───── DATEN ZUR AUFGABE ─────
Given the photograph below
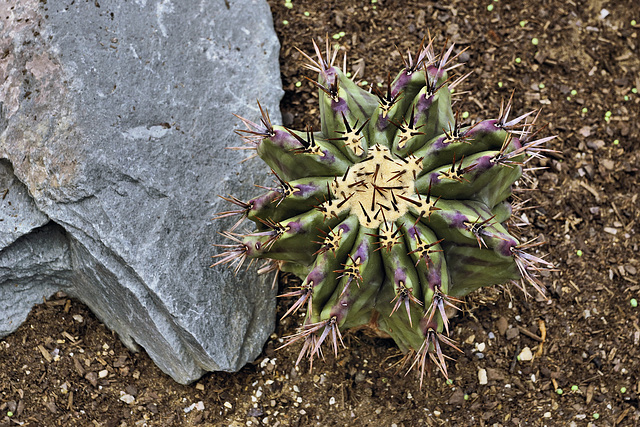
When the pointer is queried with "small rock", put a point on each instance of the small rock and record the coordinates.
(127, 398)
(607, 163)
(482, 376)
(502, 325)
(525, 355)
(512, 333)
(92, 378)
(494, 374)
(457, 398)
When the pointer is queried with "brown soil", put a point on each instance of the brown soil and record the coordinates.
(587, 209)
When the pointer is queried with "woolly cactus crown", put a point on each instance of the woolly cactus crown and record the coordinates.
(392, 211)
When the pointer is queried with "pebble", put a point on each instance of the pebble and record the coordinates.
(502, 325)
(512, 333)
(482, 376)
(525, 355)
(127, 398)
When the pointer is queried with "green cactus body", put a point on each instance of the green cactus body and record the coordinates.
(391, 211)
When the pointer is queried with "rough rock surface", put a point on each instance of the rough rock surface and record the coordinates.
(114, 116)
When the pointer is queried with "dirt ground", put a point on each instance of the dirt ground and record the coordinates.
(579, 62)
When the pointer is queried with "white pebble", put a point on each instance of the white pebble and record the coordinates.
(525, 355)
(127, 398)
(482, 376)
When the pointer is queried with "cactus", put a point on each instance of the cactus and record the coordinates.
(392, 211)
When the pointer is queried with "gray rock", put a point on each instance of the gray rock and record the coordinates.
(18, 213)
(115, 116)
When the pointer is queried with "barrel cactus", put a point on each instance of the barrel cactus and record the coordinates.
(389, 213)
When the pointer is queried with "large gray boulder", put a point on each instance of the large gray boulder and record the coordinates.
(114, 119)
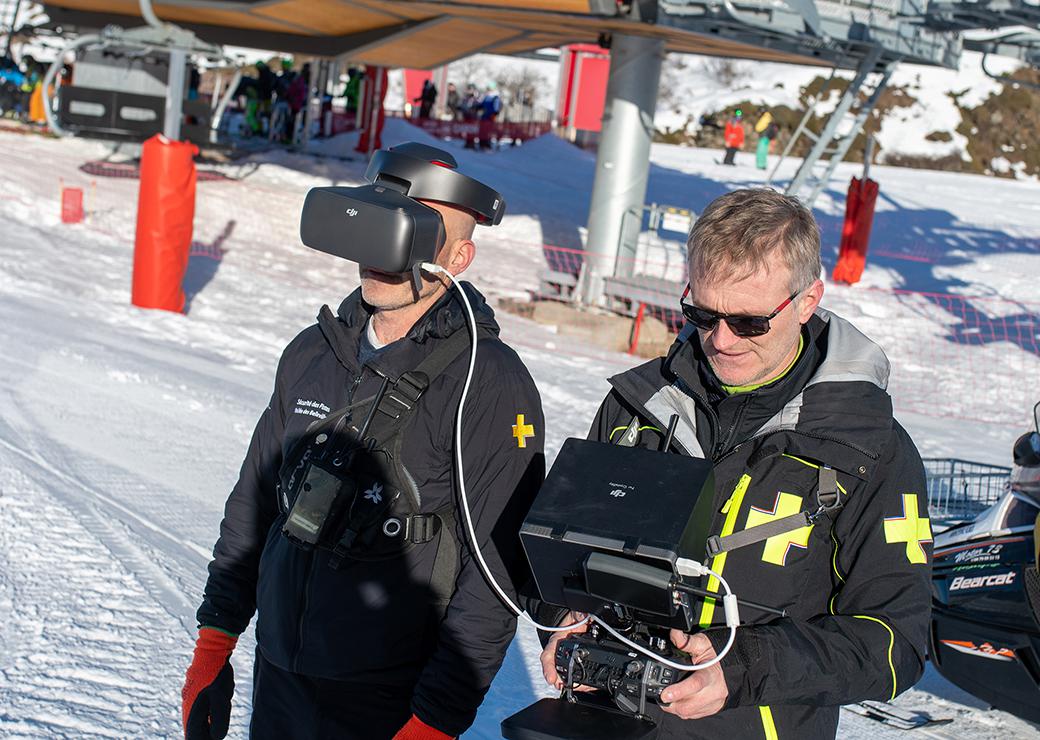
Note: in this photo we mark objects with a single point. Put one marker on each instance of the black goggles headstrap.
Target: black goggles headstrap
(429, 174)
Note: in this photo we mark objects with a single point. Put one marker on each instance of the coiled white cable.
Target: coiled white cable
(729, 600)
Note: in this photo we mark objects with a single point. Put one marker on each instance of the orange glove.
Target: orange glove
(415, 729)
(208, 686)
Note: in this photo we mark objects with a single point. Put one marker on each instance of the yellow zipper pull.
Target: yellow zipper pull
(742, 485)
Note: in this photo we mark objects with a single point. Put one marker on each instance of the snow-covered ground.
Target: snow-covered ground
(122, 429)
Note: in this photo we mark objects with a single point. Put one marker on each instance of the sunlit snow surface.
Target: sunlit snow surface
(122, 430)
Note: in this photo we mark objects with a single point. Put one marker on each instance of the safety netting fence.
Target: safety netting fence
(966, 357)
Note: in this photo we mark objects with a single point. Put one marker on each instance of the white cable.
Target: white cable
(437, 269)
(474, 544)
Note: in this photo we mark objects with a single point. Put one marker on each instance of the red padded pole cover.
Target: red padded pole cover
(165, 210)
(845, 268)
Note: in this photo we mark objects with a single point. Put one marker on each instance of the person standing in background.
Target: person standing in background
(767, 130)
(733, 136)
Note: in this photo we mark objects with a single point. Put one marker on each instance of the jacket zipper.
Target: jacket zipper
(663, 425)
(310, 555)
(732, 427)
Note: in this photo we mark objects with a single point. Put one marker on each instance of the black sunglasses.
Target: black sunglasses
(738, 324)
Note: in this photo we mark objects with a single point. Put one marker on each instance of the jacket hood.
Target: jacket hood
(840, 395)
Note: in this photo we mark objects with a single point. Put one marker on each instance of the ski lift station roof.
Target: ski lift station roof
(421, 34)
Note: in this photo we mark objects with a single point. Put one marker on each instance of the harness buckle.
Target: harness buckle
(406, 393)
(421, 528)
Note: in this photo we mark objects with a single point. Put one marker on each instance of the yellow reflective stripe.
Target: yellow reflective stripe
(834, 564)
(813, 465)
(768, 727)
(616, 429)
(891, 643)
(731, 508)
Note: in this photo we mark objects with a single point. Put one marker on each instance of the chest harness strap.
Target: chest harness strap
(827, 500)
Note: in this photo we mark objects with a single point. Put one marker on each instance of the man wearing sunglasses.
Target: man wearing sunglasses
(788, 401)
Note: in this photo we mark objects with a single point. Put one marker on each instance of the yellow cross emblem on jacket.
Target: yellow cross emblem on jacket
(909, 528)
(778, 547)
(522, 431)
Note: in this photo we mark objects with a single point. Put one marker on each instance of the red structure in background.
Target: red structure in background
(856, 231)
(470, 129)
(165, 212)
(72, 205)
(370, 113)
(583, 71)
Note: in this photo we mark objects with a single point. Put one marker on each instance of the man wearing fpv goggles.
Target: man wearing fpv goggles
(820, 505)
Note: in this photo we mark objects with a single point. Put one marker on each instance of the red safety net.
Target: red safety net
(960, 357)
(513, 130)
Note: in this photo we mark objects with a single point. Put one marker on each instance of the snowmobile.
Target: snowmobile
(985, 634)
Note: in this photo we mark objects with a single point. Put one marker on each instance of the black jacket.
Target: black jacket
(856, 584)
(377, 622)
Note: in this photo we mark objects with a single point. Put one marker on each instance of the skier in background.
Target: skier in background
(491, 104)
(767, 129)
(353, 88)
(453, 102)
(426, 99)
(733, 136)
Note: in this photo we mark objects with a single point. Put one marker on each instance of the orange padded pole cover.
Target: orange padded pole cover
(856, 231)
(165, 209)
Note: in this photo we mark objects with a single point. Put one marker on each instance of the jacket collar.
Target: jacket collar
(444, 318)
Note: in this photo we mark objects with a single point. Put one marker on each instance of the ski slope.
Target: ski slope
(122, 429)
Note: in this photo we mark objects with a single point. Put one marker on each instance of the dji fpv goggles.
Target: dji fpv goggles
(384, 226)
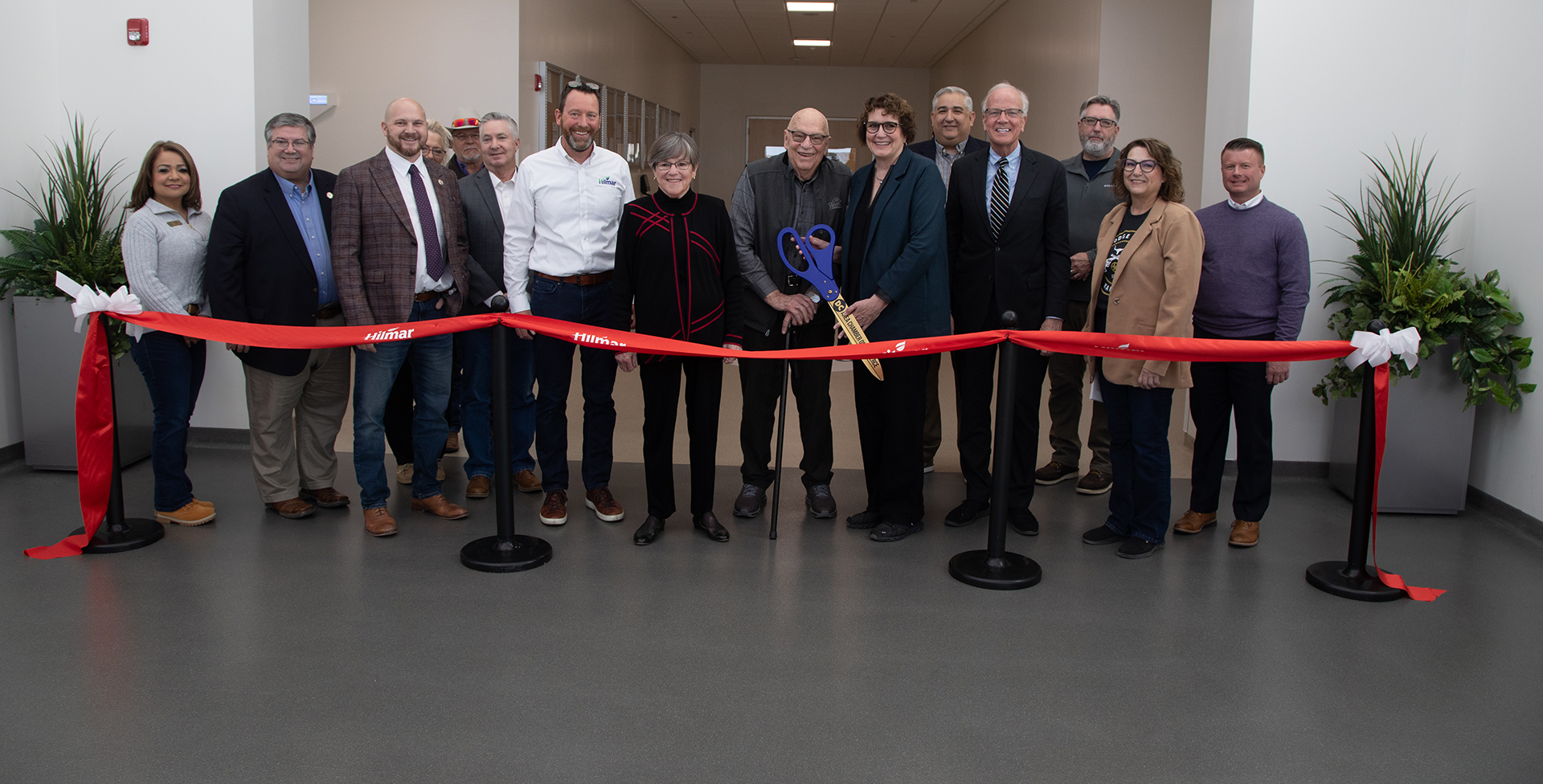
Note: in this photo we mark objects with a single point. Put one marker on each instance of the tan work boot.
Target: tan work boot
─────
SCHRIFTLICHE ÜBUNG: Ändere die gesamten Daten, indem du „pointer“ überall durch „cursor“ ersetzt und alles andere unverändert lässt. Die Bilder gehören nicht in deine Antwort.

SCHRIFTLICHE ANTWORT:
Given the photograph below
When the cursor is queried with "small rock", put a point on each instance of the small rock and record the coordinates.
(127, 398)
(607, 163)
(482, 376)
(502, 325)
(525, 355)
(512, 333)
(92, 378)
(494, 374)
(457, 398)
When the cursor is queried with "brown soil", put a point on each instance of the brown soil and record the coordinates.
(587, 209)
When the cursor is queried with "woolly cactus crown", put a point on each instance of the woolly cactus crown and record the coordinates.
(392, 211)
When the cursor is queried with "pebble", put a point on each instance of the pebble and record the coordinates.
(502, 325)
(512, 333)
(482, 376)
(525, 355)
(127, 398)
When the cursor is queried with "green cactus body", put a point on each instance of the green cactus body and record the coordinates.
(391, 211)
When the cursor is queried with "rough rock surface", put a point on each instance of the rough rock surface and record the coordinates.
(114, 116)
When the cursor is queried with "dirt ground", put a point on each instance of the dirt ground and record the coordinates.
(579, 62)
When the cursor is queried with "white pebble", put a point on each instance of the white pebble and record the coordinates.
(525, 355)
(127, 398)
(482, 376)
When the cursor is queried with "cactus", put a point on each instance of the cactus and record the coordinates.
(392, 211)
When the cursor is queried with "gray rock", put a point on each instance of the gray rock and record the coordinates.
(18, 213)
(115, 116)
When the cursor is queried with "barrel cactus", put a point on each instance of the barrel cactus and record the coordinates.
(389, 213)
When the cursor is queried with "large gray boulder", put a point on each instance of the large gray boulder and record the coordinates.
(114, 119)
Note: in this photo we mark objects with a single point. Put one marker on each instance of the black goggles headstrap.
Target: black goggles headstrap
(429, 174)
Note: in this photo we mark objects with a single point. Put one marker on each instance of the coiled white cable.
Target: coiled white cable
(729, 600)
Note: in this photo we mark objects with a single point. Put one marker on each instance of the orange glove.
Target: orange glove
(415, 729)
(208, 686)
Note: in this photo we mark objects with a single point. Put one marker on each instance of the yellow zipper pull.
Target: yellow zipper pull
(742, 485)
Note: in this photo we mark objects with a single point. Put one marker on each instance of the snow-covered ground.
Target: snow-covered ground
(122, 429)
Note: in this photo we mark objects with a single point. Put one marker on each instance of the sunlit snow surface.
Target: sunlit snow surface
(122, 430)
Note: in this photo we mark objects with a single point. Put one marker on each instance of the safety netting fence.
Target: safety netting fence
(966, 357)
Note: in this photo we mark objects with a single point. Put one marker on each instance of the white cable.
Target: white cable
(437, 269)
(474, 544)
Note: in this photo we mark objects with a single point. Put one marker on each instance of the red padded pole cover.
Target: red padded pole cover
(165, 210)
(845, 268)
Note: in this photo we mark objects with a single point. Put one marker on each instance of the person standing in background.
Target: person standing in background
(767, 130)
(733, 136)
Note: in this photo we mark objects with a single point. Put one marker on each instance of the jacket zipper.
Target: jacket zipper
(663, 425)
(310, 555)
(732, 427)
Note: in this photo we mark objects with a single point. Put one marker on each instance of the black sunglasses.
Target: black sunglasses
(738, 324)
Note: in this photo we mark objects with a single point. Put one marker on each instance of the jacket hood.
Target: jacket hood
(840, 395)
Note: in this photo we mark objects with a single point. Put one marker on each instance of the ski lift station roof.
Target: ski lift station roof
(421, 34)
Note: in this photo we mark objects with a single point. Put one marker on each instance of the harness buckle.
Target: harness buckle
(406, 393)
(421, 528)
Note: in this photo we mark objects with a single point. Put one marker on each instance of the yellow reflective stripe.
Target: yellow reflective stripe
(834, 564)
(813, 465)
(768, 727)
(616, 429)
(891, 643)
(731, 508)
Note: in this photo we mark objects with a single point. Put one marker on each instance of the chest harness strap.
Target: chest harness strap
(827, 500)
Note: in this photo we mark objects with a single point. Put one marker on each instance of the man wearing sunglasses.
Target: man wearing sunglasses
(788, 401)
Note: in this photo we mark objects with a single point. Put one marker on each instance of the yellow cross emblem on jacket.
Target: yellow cross emblem on jacket
(909, 528)
(778, 547)
(522, 431)
Note: in this photo we mark objects with a single point. Put one marker on each instance of the red structure in background.
Target: red structure in background
(856, 231)
(470, 129)
(165, 212)
(72, 205)
(370, 113)
(583, 71)
Note: in this photo we mark objects with a single point. Put one marker on each instance of the man wearing fpv goggles.
Target: man wearing fpv goggles
(820, 505)
Note: in this photo we mark objects with a single point. Put one marker on each instance of the red safety net.
Target: red safety net
(960, 357)
(513, 130)
Note: in this photo we mark objects with a single point. Put one marker on each instance of the snowmobile.
Target: snowmobile
(985, 634)
Note: in this photo we mark objects with a single point. Put one marker on each instance of the black jacket.
Target: black jacket
(856, 584)
(377, 622)
Note: in this photo we mark objects with a single point. Put one marker on each instance of the skier in background.
Target: skier in background
(491, 104)
(767, 129)
(353, 88)
(453, 102)
(426, 99)
(733, 136)
Note: in this photo we mark objects with a single point. Put one marker on each instance of the orange padded pole cover.
Target: orange padded pole cover
(856, 231)
(165, 209)
Note: in this photo we mark objects with a single point. Put one marker on each instance of the jacket collar.
Target: jacket collar
(444, 318)
Note: in this photo we mark objects with a single point. Put one marker on each instance of the ski slope.
Target: ski slope
(122, 429)
Note: in this photo we mark objects with a single point. Put one marker on each instance of the dji fpv goggles.
Target: dji fpv goggles
(384, 226)
Note: in this photo we mark objects with a single point. Put one marker on each instance of the tan work boot.
Target: tan work boot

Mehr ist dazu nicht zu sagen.